▶ Input data
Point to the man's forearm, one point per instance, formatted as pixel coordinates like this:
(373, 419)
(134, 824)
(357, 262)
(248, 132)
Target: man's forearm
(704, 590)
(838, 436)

▶ Exercise requirements
Each entry must be printed again exactly as given.

▶ Result for this exercise
Point to the man's forearm, one point per instance, formatted as pixel coordinates like this:
(373, 419)
(134, 824)
(357, 262)
(248, 132)
Target: man's forearm
(704, 590)
(838, 436)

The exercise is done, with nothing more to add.